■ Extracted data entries
•••

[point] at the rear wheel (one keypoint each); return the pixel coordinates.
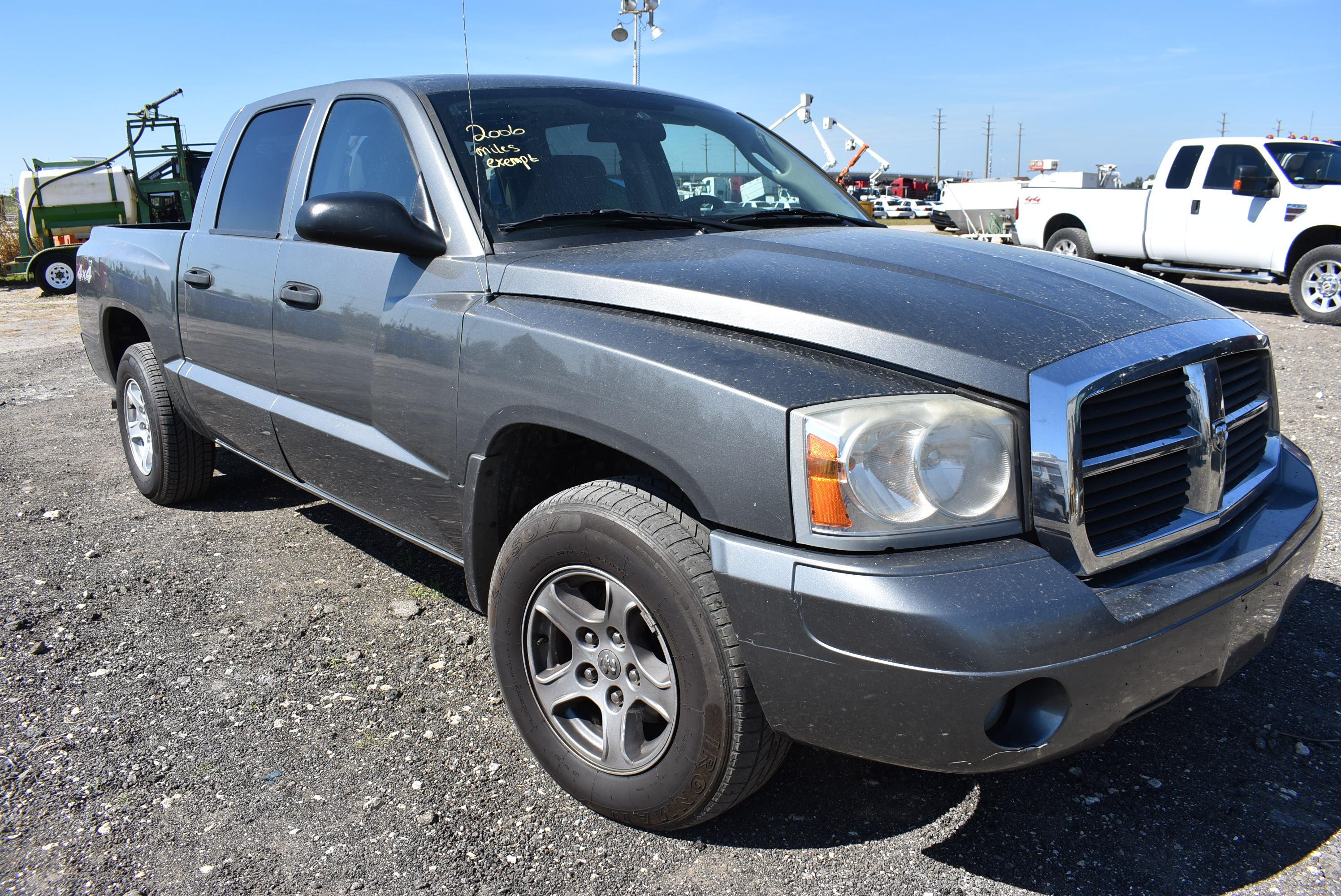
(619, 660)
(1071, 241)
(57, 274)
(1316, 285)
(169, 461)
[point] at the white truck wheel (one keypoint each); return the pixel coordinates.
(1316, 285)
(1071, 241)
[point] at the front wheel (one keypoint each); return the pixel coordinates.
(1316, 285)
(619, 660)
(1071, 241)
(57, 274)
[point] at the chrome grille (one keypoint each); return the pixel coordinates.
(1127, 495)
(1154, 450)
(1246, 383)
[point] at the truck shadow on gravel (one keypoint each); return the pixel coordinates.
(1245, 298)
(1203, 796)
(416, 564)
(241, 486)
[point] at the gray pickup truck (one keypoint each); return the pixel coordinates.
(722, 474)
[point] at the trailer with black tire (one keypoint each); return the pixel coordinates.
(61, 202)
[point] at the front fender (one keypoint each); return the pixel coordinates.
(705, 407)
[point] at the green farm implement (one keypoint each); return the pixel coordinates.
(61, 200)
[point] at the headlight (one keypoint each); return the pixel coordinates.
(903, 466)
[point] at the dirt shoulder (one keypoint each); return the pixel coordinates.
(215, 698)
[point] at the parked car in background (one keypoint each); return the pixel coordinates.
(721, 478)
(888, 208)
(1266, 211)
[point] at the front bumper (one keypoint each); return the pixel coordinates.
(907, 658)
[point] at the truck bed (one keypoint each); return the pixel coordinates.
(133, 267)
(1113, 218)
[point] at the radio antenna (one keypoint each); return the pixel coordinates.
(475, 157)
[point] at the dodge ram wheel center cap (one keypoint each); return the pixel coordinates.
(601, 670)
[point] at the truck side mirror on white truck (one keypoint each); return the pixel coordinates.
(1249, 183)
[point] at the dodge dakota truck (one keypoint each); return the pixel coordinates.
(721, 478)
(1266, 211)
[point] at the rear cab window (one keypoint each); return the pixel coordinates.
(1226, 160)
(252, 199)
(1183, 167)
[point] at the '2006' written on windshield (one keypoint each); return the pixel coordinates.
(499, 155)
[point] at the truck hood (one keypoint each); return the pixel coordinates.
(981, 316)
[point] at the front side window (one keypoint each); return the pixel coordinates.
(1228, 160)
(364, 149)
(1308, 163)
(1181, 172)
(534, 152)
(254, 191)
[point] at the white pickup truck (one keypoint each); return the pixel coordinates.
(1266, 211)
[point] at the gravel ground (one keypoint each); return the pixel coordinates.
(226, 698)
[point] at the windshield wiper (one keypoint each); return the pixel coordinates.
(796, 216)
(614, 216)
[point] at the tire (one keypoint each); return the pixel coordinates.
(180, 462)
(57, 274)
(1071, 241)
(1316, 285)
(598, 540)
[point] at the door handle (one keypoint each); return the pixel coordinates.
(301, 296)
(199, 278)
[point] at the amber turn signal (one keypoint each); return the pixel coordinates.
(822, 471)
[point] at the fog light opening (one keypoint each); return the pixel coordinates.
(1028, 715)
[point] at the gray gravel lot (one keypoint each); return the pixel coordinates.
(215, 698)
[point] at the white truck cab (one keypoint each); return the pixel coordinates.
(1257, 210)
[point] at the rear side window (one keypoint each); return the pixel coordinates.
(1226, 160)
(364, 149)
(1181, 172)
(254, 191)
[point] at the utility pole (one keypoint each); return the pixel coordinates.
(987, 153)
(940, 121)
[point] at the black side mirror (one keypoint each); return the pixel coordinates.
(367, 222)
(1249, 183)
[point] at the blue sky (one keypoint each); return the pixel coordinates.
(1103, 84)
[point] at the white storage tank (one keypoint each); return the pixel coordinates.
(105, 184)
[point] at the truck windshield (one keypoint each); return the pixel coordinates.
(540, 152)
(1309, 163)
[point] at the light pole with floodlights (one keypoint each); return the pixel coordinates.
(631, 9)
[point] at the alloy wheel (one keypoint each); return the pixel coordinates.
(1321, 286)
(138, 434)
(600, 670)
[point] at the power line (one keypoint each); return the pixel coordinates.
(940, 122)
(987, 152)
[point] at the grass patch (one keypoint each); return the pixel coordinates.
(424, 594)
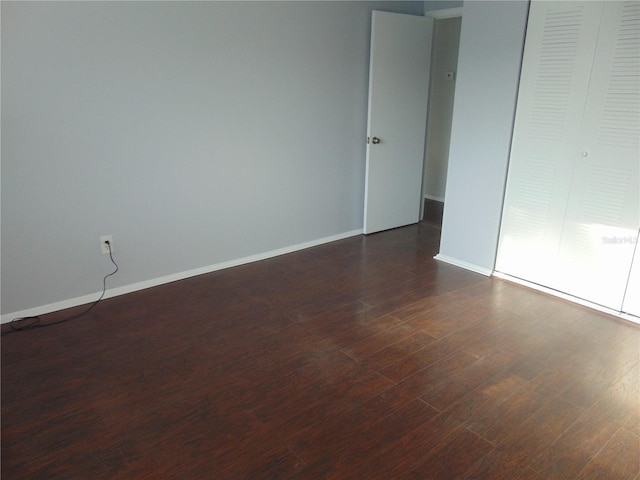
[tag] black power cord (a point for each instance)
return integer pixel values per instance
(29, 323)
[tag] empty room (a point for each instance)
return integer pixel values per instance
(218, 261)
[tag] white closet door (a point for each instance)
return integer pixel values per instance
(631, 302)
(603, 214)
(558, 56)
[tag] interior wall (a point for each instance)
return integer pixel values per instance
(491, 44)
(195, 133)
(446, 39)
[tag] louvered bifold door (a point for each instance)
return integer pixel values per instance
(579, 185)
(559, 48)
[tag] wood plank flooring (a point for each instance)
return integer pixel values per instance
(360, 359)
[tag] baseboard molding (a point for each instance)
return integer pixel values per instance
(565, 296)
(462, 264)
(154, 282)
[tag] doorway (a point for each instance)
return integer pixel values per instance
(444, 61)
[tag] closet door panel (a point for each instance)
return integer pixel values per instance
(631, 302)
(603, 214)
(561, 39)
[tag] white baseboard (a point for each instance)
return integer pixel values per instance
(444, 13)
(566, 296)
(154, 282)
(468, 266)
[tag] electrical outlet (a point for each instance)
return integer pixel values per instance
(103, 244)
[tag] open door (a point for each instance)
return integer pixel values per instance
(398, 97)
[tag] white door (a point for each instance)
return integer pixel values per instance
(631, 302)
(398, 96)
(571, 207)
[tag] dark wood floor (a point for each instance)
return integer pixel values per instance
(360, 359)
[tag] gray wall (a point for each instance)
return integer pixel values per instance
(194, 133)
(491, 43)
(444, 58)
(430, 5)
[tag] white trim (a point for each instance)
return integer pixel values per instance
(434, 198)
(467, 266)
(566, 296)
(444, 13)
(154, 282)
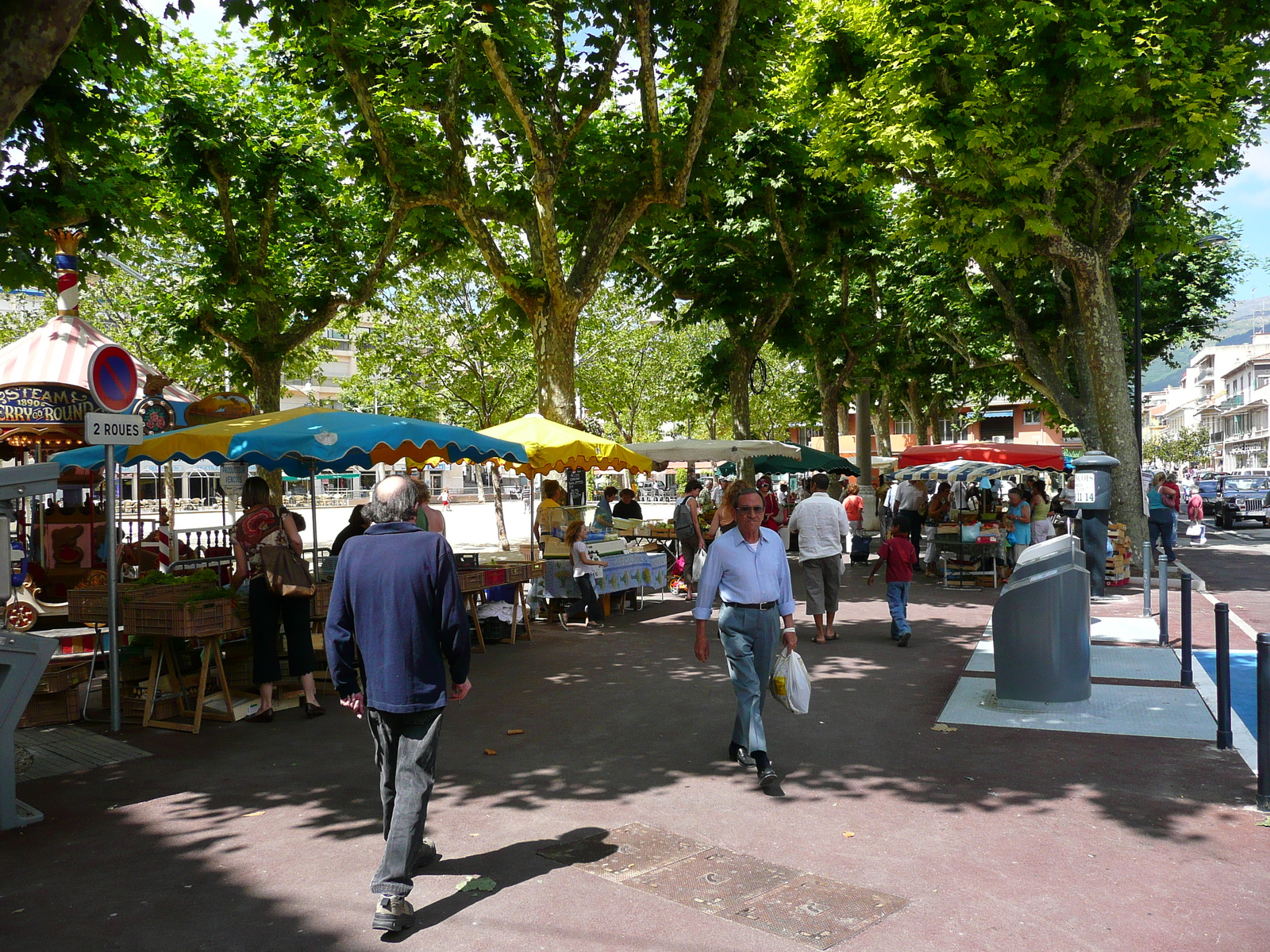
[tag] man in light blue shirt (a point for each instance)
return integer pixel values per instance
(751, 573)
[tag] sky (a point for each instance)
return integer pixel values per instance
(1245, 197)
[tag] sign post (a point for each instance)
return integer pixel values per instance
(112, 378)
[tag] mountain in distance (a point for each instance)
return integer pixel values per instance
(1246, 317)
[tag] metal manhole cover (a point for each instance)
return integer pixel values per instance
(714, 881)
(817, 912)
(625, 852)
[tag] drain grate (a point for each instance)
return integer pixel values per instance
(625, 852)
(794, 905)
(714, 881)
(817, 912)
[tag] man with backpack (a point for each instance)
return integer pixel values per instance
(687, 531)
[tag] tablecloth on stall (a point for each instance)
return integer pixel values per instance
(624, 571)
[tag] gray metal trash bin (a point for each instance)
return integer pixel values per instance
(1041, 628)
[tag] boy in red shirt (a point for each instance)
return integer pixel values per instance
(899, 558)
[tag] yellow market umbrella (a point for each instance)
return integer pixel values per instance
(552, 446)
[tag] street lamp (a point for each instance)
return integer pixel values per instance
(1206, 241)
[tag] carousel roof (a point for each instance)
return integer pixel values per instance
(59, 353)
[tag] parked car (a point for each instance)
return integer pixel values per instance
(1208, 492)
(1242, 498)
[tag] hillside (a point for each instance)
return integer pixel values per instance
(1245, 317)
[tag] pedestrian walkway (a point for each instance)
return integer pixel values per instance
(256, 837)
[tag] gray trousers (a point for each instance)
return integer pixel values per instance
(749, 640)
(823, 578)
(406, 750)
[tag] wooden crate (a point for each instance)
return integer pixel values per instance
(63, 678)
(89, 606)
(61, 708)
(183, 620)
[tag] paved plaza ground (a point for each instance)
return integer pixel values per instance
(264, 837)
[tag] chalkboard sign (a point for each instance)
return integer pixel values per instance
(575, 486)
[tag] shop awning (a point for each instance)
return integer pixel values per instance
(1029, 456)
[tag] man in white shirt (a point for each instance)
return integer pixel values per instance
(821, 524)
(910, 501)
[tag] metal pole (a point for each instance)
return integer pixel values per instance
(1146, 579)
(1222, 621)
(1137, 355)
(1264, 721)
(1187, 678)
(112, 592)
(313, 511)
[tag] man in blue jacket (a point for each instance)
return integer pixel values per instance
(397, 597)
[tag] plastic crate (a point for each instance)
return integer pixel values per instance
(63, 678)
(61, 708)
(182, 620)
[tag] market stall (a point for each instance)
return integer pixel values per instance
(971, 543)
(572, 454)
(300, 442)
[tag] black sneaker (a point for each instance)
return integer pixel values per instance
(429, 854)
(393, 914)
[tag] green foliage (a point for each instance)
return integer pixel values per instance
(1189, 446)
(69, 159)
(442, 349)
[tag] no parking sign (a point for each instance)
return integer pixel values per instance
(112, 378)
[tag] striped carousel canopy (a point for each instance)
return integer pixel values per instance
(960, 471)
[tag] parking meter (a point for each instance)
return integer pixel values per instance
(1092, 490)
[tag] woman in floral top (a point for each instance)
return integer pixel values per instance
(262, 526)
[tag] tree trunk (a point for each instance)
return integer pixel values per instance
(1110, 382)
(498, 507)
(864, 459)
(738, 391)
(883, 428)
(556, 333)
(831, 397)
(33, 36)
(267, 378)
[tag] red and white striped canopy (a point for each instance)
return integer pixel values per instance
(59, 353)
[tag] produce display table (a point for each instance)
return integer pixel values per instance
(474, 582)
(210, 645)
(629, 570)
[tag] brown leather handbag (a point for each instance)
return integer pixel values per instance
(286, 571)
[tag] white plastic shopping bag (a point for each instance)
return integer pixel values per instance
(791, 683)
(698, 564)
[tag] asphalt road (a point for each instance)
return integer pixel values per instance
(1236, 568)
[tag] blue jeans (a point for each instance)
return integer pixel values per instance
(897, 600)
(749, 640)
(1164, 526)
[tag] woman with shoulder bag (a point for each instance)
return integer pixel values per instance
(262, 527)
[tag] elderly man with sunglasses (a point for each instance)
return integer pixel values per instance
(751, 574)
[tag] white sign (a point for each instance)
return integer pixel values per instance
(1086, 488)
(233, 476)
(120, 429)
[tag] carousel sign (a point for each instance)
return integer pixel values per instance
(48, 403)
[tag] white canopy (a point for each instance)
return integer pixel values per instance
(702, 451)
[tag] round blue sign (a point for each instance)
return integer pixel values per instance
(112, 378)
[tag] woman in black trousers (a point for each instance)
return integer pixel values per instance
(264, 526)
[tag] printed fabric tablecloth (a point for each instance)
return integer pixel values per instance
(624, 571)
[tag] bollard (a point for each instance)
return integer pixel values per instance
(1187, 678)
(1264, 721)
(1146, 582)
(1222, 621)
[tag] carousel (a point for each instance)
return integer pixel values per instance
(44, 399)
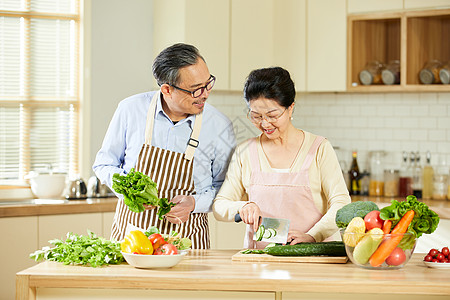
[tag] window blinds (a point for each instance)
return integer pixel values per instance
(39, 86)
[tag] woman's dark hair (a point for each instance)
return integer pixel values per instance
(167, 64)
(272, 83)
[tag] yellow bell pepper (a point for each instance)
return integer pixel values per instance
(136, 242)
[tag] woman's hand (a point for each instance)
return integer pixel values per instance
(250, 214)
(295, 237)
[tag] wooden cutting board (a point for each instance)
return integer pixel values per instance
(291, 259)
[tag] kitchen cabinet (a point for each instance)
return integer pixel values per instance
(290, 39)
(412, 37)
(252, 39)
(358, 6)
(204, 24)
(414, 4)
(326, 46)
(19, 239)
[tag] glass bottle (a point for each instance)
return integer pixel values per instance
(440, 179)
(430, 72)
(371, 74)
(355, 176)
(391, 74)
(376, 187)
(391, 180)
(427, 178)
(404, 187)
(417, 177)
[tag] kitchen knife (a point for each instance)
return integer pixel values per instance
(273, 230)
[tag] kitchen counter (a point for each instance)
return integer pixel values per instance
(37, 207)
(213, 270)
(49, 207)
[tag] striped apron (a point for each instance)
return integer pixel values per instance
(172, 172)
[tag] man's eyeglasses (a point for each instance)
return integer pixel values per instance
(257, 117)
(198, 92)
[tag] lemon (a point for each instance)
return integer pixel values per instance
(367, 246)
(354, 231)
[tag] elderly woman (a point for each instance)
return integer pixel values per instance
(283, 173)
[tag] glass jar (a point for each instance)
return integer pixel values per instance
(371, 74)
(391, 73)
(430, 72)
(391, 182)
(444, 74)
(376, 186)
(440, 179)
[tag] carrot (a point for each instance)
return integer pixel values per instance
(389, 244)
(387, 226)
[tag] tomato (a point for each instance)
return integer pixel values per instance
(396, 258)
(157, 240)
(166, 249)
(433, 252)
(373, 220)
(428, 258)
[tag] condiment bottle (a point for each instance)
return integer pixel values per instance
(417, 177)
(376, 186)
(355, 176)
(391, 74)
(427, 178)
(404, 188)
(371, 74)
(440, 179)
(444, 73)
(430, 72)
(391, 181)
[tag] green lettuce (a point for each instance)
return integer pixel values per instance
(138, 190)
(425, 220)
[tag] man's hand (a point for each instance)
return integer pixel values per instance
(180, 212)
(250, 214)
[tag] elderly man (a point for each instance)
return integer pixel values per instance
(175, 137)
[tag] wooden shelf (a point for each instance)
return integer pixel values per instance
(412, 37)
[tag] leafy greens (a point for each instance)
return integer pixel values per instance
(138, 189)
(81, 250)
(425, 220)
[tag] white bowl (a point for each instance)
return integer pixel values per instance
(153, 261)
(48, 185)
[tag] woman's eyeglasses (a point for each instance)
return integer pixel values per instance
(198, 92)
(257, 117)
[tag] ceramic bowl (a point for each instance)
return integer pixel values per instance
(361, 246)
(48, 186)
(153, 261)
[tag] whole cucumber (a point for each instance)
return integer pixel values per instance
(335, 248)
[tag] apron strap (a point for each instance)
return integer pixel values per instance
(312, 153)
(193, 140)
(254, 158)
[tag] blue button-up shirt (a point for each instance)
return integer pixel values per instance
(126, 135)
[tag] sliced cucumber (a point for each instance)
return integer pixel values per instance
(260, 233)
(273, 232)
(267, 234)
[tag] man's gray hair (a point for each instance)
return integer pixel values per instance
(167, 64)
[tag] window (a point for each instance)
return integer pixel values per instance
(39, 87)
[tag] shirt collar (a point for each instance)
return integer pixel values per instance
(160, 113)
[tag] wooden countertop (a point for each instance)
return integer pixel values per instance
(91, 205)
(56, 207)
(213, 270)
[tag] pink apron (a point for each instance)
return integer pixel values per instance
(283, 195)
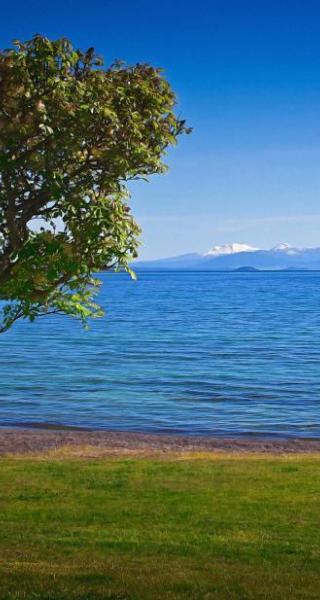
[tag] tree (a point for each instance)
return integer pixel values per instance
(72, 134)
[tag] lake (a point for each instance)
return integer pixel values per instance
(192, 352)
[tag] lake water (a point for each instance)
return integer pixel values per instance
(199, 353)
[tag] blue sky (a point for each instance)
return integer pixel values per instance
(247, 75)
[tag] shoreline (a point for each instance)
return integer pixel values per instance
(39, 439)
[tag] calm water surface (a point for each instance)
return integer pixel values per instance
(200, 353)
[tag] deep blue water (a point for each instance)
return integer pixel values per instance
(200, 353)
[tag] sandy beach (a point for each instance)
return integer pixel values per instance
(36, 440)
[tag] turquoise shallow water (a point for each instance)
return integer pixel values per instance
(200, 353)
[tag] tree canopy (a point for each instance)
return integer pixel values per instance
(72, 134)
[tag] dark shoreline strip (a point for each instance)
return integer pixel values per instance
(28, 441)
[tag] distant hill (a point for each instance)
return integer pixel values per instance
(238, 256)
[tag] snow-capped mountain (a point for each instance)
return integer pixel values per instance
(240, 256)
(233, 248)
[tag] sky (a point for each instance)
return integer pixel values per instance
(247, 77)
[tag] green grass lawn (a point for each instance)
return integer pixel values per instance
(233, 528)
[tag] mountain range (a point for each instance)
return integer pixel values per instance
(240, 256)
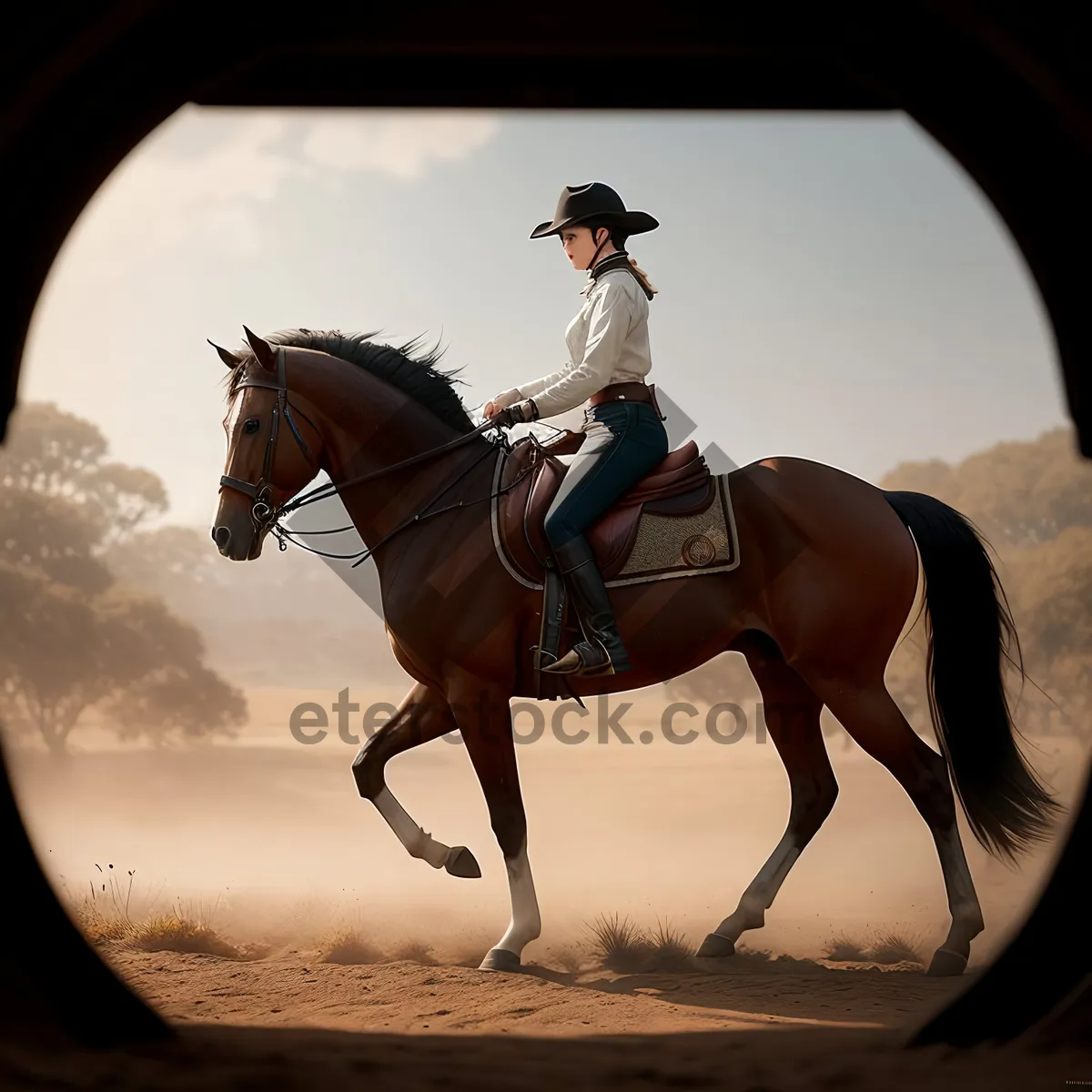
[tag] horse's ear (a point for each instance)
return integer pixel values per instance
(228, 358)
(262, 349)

•••

■ EXERCISE DIRECTIONS
Each line in the data that has the word "hair" counts once; state how many such lines there are, without comment.

■ TASK SOLUTION
2